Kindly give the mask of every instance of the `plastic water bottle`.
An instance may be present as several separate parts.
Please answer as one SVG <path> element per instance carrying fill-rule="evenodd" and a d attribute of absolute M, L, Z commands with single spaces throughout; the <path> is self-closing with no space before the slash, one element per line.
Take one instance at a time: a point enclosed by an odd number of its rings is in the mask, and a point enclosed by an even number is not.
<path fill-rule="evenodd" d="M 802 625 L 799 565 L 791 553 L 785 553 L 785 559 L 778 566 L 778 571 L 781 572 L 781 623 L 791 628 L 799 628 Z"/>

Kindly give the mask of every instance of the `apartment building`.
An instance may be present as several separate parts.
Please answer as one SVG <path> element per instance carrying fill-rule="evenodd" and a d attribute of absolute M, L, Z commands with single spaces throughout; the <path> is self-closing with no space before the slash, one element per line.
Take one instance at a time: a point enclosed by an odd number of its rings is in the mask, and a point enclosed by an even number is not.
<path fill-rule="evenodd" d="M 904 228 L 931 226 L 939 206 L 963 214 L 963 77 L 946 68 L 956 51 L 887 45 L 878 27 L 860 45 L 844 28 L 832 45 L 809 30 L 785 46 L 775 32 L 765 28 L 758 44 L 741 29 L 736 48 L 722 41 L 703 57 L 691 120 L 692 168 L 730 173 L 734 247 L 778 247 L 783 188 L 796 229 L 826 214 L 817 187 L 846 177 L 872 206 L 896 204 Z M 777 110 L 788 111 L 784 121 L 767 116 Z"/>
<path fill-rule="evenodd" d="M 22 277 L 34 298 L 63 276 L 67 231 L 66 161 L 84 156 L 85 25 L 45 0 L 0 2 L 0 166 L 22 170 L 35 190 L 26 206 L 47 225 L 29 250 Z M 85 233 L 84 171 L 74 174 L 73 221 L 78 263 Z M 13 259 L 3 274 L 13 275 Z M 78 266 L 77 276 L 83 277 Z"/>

□ □ □

Resize the items from the start of the items through the line containing "802 625 L 799", inclusive. Rewrite only those lines, requests included, with every coordinate in the answers multiplied by 2.2 and rounded to a whole number, halves rounding up.

• [Solution to this exercise]
Kindly give the mask of every instance of the `plastic water bottle`.
An instance may be present as several separate parts.
Please answer as one SVG <path> element per instance carrying fill-rule="evenodd" and a d attribute of absolute M, L, Z commands with single spaces throughout; the <path> is self-closing with no space before the slash, one element per line.
Take one instance at a time: a point enclosed by an odd number of its rings is in the mask, and a point enclosed by an even number is not.
<path fill-rule="evenodd" d="M 1764 1375 L 1758 1243 L 1740 1217 L 1727 1217 L 1727 1230 L 1712 1245 L 1712 1256 L 1718 1258 L 1718 1371 L 1740 1382 L 1758 1382 Z"/>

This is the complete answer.